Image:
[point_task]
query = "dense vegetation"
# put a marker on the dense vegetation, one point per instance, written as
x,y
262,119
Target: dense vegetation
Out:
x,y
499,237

______________________________

STATED EXERCISE –
Reproduce the listing above line for line, with no changes.

RESULT BELOW –
Image:
[point_task]
query = "dense vegetation"
# put a marker on the dense vegetation, one point per instance, written as
x,y
262,119
Target: dense vegetation
Out:
x,y
499,237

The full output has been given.